- **Supplied records**
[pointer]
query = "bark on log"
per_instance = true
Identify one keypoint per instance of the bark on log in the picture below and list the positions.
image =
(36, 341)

- **Stated problem**
Retype the lines above word for word, keeping every symbol and line break the same.

- **The response**
[pointer]
query = "bark on log"
per_instance = true
Identify one keypoint per instance of the bark on log in the picture below and list the positions.
image =
(36, 341)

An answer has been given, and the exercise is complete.